Work required: Every line in the data below has to be repeated exactly; no picture belongs in the result.

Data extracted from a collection

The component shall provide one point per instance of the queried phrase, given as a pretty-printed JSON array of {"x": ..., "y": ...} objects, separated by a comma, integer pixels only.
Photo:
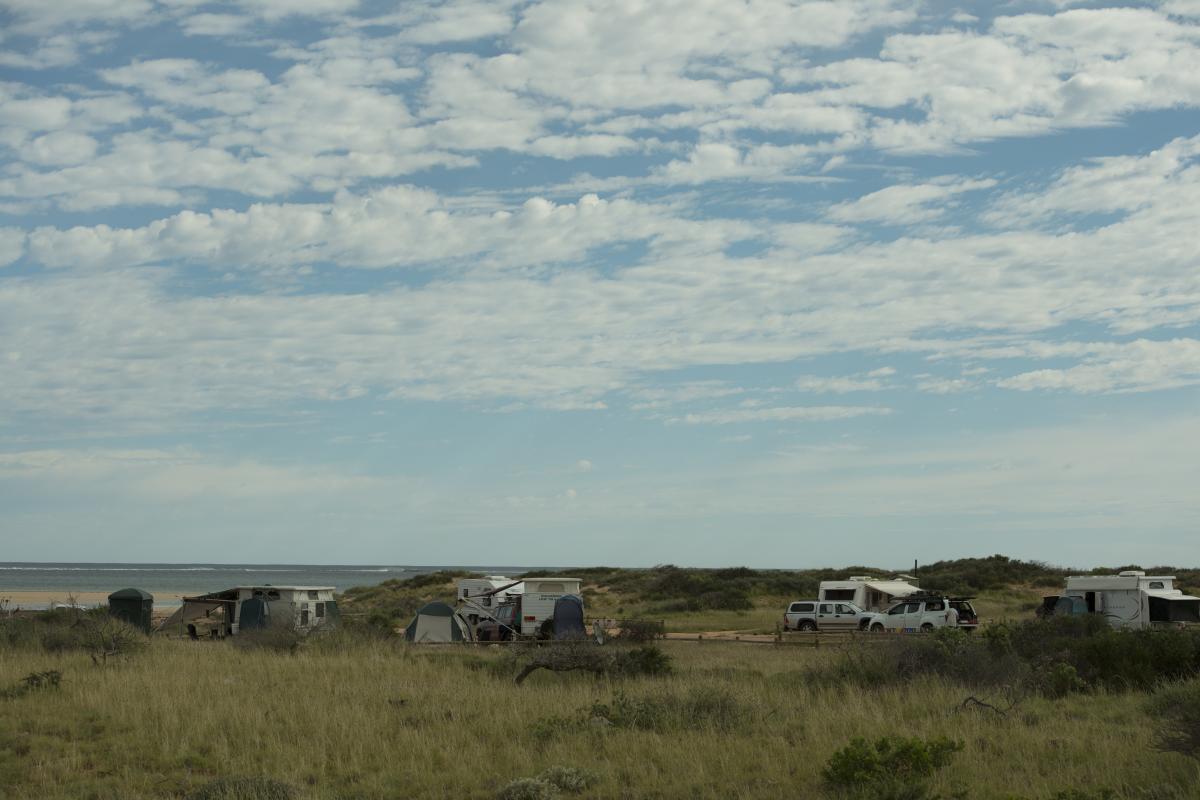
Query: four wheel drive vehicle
[
  {"x": 927, "y": 612},
  {"x": 815, "y": 615}
]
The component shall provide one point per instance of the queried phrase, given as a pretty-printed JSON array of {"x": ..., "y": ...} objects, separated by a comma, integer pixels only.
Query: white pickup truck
[
  {"x": 816, "y": 615},
  {"x": 928, "y": 612}
]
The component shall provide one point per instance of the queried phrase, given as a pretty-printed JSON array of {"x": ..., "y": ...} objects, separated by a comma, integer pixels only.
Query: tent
[
  {"x": 569, "y": 618},
  {"x": 437, "y": 623}
]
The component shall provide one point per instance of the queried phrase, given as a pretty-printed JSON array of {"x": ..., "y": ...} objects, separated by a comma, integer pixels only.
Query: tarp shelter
[
  {"x": 205, "y": 614},
  {"x": 569, "y": 618},
  {"x": 1173, "y": 607},
  {"x": 437, "y": 623},
  {"x": 135, "y": 606}
]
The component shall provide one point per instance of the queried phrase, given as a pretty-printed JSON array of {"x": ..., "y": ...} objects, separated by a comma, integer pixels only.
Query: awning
[{"x": 894, "y": 588}]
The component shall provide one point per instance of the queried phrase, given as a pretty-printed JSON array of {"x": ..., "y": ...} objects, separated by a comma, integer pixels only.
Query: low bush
[
  {"x": 569, "y": 779},
  {"x": 891, "y": 768},
  {"x": 528, "y": 788},
  {"x": 640, "y": 630},
  {"x": 65, "y": 630},
  {"x": 33, "y": 683},
  {"x": 641, "y": 661},
  {"x": 279, "y": 636},
  {"x": 1179, "y": 707},
  {"x": 669, "y": 710},
  {"x": 244, "y": 788},
  {"x": 588, "y": 656}
]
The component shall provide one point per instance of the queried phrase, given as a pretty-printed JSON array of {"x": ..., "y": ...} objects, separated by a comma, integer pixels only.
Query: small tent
[
  {"x": 133, "y": 606},
  {"x": 437, "y": 623},
  {"x": 569, "y": 618}
]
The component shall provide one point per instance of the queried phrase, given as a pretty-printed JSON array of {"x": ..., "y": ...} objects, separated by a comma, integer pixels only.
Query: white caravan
[
  {"x": 868, "y": 593},
  {"x": 525, "y": 603},
  {"x": 1131, "y": 599},
  {"x": 539, "y": 597}
]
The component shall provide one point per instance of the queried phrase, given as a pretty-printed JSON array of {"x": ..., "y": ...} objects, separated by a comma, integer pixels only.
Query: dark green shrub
[
  {"x": 647, "y": 660},
  {"x": 569, "y": 779},
  {"x": 888, "y": 768},
  {"x": 697, "y": 708},
  {"x": 244, "y": 788},
  {"x": 528, "y": 788},
  {"x": 1179, "y": 707},
  {"x": 640, "y": 630}
]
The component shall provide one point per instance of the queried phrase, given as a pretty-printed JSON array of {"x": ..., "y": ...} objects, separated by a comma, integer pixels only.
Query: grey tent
[
  {"x": 437, "y": 623},
  {"x": 133, "y": 606},
  {"x": 569, "y": 618}
]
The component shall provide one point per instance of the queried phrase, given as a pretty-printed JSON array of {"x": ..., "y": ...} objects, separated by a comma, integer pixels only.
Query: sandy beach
[{"x": 35, "y": 599}]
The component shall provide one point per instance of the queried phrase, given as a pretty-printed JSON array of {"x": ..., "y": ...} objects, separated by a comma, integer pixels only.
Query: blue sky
[{"x": 599, "y": 281}]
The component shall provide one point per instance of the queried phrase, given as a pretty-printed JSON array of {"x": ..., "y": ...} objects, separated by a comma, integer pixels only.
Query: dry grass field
[{"x": 358, "y": 717}]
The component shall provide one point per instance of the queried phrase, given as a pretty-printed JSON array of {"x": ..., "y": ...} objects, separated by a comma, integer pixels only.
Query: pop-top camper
[
  {"x": 223, "y": 613},
  {"x": 868, "y": 593},
  {"x": 499, "y": 608},
  {"x": 1131, "y": 599}
]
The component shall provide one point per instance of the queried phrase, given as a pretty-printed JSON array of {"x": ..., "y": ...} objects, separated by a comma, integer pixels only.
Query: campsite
[{"x": 639, "y": 716}]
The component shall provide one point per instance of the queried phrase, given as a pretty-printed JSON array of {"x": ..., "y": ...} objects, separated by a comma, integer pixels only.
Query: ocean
[{"x": 198, "y": 578}]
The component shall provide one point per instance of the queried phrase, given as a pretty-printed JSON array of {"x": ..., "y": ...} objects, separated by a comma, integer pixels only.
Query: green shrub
[
  {"x": 280, "y": 636},
  {"x": 31, "y": 683},
  {"x": 528, "y": 788},
  {"x": 667, "y": 710},
  {"x": 569, "y": 779},
  {"x": 640, "y": 630},
  {"x": 1179, "y": 707},
  {"x": 244, "y": 788},
  {"x": 641, "y": 661},
  {"x": 891, "y": 768}
]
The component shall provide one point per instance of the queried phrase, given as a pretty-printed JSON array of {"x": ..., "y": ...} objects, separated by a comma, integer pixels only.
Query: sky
[{"x": 707, "y": 282}]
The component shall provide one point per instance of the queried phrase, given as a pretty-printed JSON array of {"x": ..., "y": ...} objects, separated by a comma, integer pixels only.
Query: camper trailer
[
  {"x": 1131, "y": 599},
  {"x": 480, "y": 597},
  {"x": 228, "y": 612},
  {"x": 868, "y": 593},
  {"x": 529, "y": 609}
]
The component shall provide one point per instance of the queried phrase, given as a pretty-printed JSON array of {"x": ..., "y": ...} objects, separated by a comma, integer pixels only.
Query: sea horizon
[{"x": 185, "y": 578}]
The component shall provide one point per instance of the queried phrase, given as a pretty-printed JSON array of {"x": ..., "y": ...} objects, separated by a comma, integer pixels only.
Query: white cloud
[
  {"x": 781, "y": 414},
  {"x": 1132, "y": 367},
  {"x": 12, "y": 245},
  {"x": 839, "y": 385},
  {"x": 364, "y": 232},
  {"x": 907, "y": 204}
]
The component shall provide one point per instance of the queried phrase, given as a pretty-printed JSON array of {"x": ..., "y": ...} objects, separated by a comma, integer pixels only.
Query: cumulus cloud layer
[{"x": 739, "y": 221}]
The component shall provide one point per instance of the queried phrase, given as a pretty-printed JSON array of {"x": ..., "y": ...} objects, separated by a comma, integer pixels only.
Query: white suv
[
  {"x": 816, "y": 615},
  {"x": 927, "y": 612}
]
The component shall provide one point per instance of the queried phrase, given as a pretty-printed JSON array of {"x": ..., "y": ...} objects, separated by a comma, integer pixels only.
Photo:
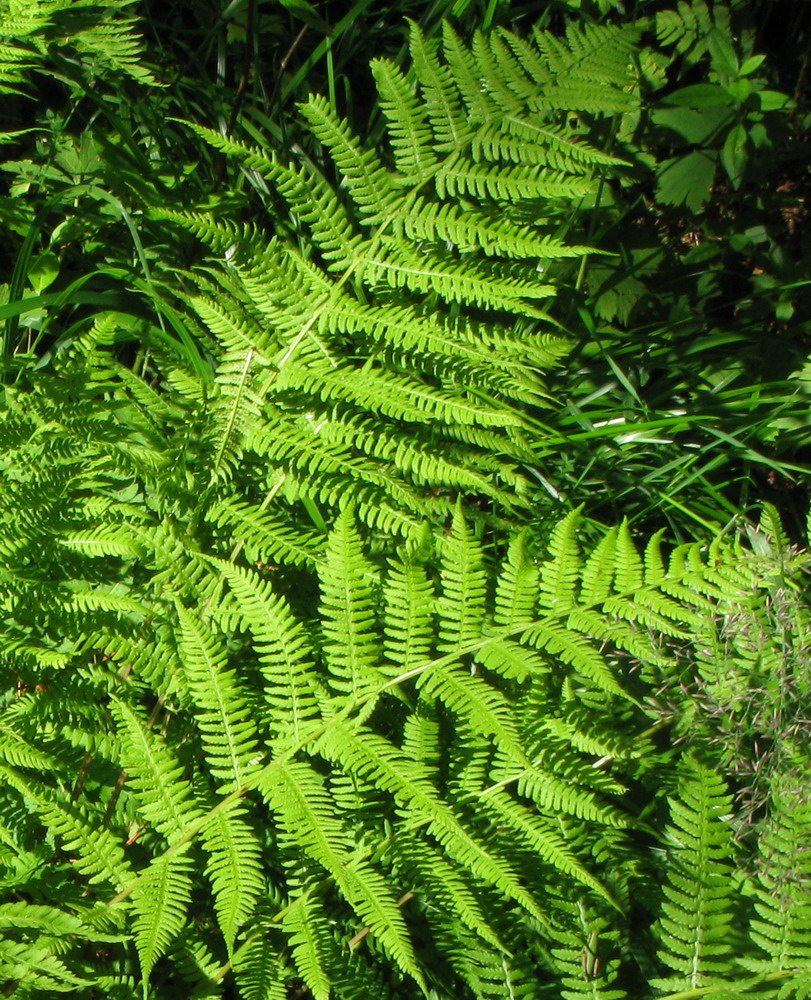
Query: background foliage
[{"x": 321, "y": 676}]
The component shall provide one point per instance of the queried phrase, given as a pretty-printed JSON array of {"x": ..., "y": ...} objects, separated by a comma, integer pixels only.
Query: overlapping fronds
[{"x": 392, "y": 351}]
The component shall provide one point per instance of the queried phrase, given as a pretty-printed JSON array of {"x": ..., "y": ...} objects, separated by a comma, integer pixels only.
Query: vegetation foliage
[{"x": 320, "y": 675}]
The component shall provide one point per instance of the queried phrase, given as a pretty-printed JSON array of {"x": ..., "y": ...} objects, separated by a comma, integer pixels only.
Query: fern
[{"x": 697, "y": 916}]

Written response:
The component shall provide one point per instance of the queried phrase, given as a pretty-printed JSON array of {"x": ..., "y": ...} objects, separated by a comma, integer pixels only.
Photo:
Query: four wheel drive vehicle
[
  {"x": 927, "y": 612},
  {"x": 815, "y": 615}
]
The component shall provide one point per instance of the queried phrase, given as a pretty-printed JSON array of {"x": ..., "y": ...} objects, separated by a comma, integer pixels only.
Query: white pickup truck
[
  {"x": 816, "y": 615},
  {"x": 928, "y": 612}
]
The component shall provide one point per instance of the queried phrase, given as a pretty-printed JSON array of {"x": ..., "y": ...} objects, separated by a comma, integer pixels only.
Query: tent
[
  {"x": 569, "y": 618},
  {"x": 437, "y": 623}
]
The component shall provide one point per instance of the queried phrase, given as a pretty-printed JSON array of {"x": ..., "y": ...} objects, separated by a comma, integer pixels only.
Query: tarp shelter
[
  {"x": 205, "y": 614},
  {"x": 569, "y": 618},
  {"x": 1173, "y": 607},
  {"x": 437, "y": 623},
  {"x": 135, "y": 606}
]
The component shall provide one point per instance of the queried phrase, given as a pretty-printed JSON array of {"x": ..., "y": ...} objects, separated by a comma, integer pixels only.
Query: awning
[{"x": 894, "y": 588}]
The component shall provide one point per instance of the queried phrase, given as a pretty-printed JSON array of {"x": ..., "y": ...} objects, separated by a comma, integer pixels only.
Query: low bush
[
  {"x": 569, "y": 779},
  {"x": 891, "y": 768},
  {"x": 528, "y": 788},
  {"x": 640, "y": 630},
  {"x": 65, "y": 630},
  {"x": 33, "y": 683},
  {"x": 641, "y": 661},
  {"x": 279, "y": 636},
  {"x": 1179, "y": 707},
  {"x": 669, "y": 710},
  {"x": 244, "y": 788},
  {"x": 588, "y": 656}
]
The component shall provide one point per instance of the queried phrase, given as a pretty-printed JSON array of {"x": ..., "y": ...} objects, separated by a comma, integer pixels only.
Query: small tent
[
  {"x": 133, "y": 606},
  {"x": 437, "y": 623},
  {"x": 569, "y": 618}
]
The component shall provide one point per instance of the queried phrase, given as a pretty-printed JSON array of {"x": ..., "y": ...} objects, separated by a comma, integer pixels only.
Query: white caravan
[
  {"x": 868, "y": 593},
  {"x": 525, "y": 603},
  {"x": 1131, "y": 599},
  {"x": 539, "y": 597}
]
The component shall provide one point per instance of the queried phrase, given as a pretty-printed JSON array of {"x": ..., "y": ...} objects, separated by a comma, integer pixels only.
Query: dark green shrub
[
  {"x": 647, "y": 660},
  {"x": 569, "y": 779},
  {"x": 888, "y": 768},
  {"x": 697, "y": 708},
  {"x": 244, "y": 788},
  {"x": 528, "y": 788},
  {"x": 1179, "y": 707},
  {"x": 640, "y": 630}
]
The component shall provide one point per instance of the queried phrase, given as a pretty-printed JSON array of {"x": ..., "y": ...} objects, separated by a comma, integer pixels only.
Query: grey tent
[
  {"x": 437, "y": 623},
  {"x": 133, "y": 606},
  {"x": 569, "y": 618}
]
The component shall provide one point per instance of the queried phrase, given as a pretty-printed JSON array of {"x": ..., "y": ...} objects, separated by a comma, integer pixels only.
Query: sandy beach
[{"x": 35, "y": 599}]
The component shall provide one point per instance of the queried phrase, given as a pretty-printed JSON array of {"x": ..., "y": ...} objects, separated by a comma, integer pixels only.
Query: blue sky
[{"x": 599, "y": 281}]
The component shall provide one point per instance of the queried phrase, given as a pretty-printed JSON array of {"x": ..., "y": ...} objects, separated by a comma, integer pixels only.
Query: dry grass field
[{"x": 358, "y": 717}]
The component shall provide one point per instance of the queried phrase, given as a pretty-printed JSON array of {"x": ..., "y": ...} objects, separated by a comma, integer pixels only.
Query: pop-top camper
[
  {"x": 223, "y": 613},
  {"x": 868, "y": 593},
  {"x": 499, "y": 608},
  {"x": 1131, "y": 599}
]
The component shall provide one point per instance of the queried phrase, given as a pretty-printed JSON array of {"x": ..., "y": ...} objects, separated by a comma, integer pixels only.
Query: campsite
[{"x": 639, "y": 716}]
The component shall provide one point per instance of the queried phrase, given as a pretty-printed JSON array of {"x": ..., "y": ...} objects, separated by a comma, integer pixels only.
Query: ocean
[{"x": 198, "y": 578}]
The component shall provide one point per instance of the queried phrase, given as a pretty-printed JSON array of {"x": ..., "y": ...} objects, separated by a comma, integer pixels only.
Query: green shrub
[
  {"x": 280, "y": 636},
  {"x": 31, "y": 683},
  {"x": 528, "y": 788},
  {"x": 667, "y": 710},
  {"x": 569, "y": 779},
  {"x": 640, "y": 630},
  {"x": 1179, "y": 707},
  {"x": 244, "y": 788},
  {"x": 641, "y": 661},
  {"x": 891, "y": 768}
]
The component shall provide one point per instance of the queried phrase, given as a pretty-printed JSON array of {"x": ..., "y": ...} objects, separated by a comma, integer pixels only.
Query: sky
[{"x": 707, "y": 282}]
The component shall provide one point per instance of the queried phrase, given as a pretty-printed JSON array of {"x": ..., "y": ...} objects, separated by a comma, integer pixels only.
Query: camper trailer
[
  {"x": 1131, "y": 599},
  {"x": 480, "y": 597},
  {"x": 228, "y": 612},
  {"x": 868, "y": 593},
  {"x": 529, "y": 609}
]
The component shall provide one point per instance of the queried phrase, given as a pretty-printed JSON array of {"x": ..., "y": ...} objects, separated by a comma, integer pixels only.
Query: sea horizon
[{"x": 185, "y": 578}]
The component shall provide one point per instance of the queried phrase, given as a pretty-printed JSON array of {"x": ..., "y": ...} objects, separated by a comma, integer pixels only.
Query: white cloud
[
  {"x": 781, "y": 414},
  {"x": 1132, "y": 367},
  {"x": 12, "y": 245},
  {"x": 839, "y": 385},
  {"x": 364, "y": 232},
  {"x": 907, "y": 204}
]
The component shall provide one point per instance of the queried phrase, given as a pretty-printed JSON array of {"x": ..., "y": ...} objects, separated by a comma, integer pixels only.
Query: cumulus cloud layer
[{"x": 739, "y": 221}]
The component shall provide one point per instance of the queried phrase, given as a pretty-printed JSON array of {"x": ..., "y": ...} objects, separated by a comma, integer pixels only.
Query: white suv
[
  {"x": 816, "y": 615},
  {"x": 927, "y": 612}
]
The component shall provide one point per instance of the queried phrase, given as a pretty-printed JSON array of {"x": ..., "y": ...} objects, separated by a comma, integer pixels only.
Photo:
Query: background foliage
[{"x": 321, "y": 676}]
The component shall provide one point per instance of the queried phrase, given as a pretty-printed JSON array of {"x": ..., "y": ...} objects, separated by a comma, integer pixels only.
Query: overlapping fronds
[{"x": 392, "y": 351}]
The component shall provide one point per instance of the queried phrase, given as a pretty-printed JSON array of {"x": ..., "y": ...} objects, separated by a comma, integer pixels only.
Query: vegetation foliage
[{"x": 320, "y": 675}]
The component shall provide one point per instance of the queried phrase, given as a pretty-printed JSON array of {"x": ..., "y": ...} objects, separated by a comma, integer pixels only.
Query: fern
[{"x": 697, "y": 916}]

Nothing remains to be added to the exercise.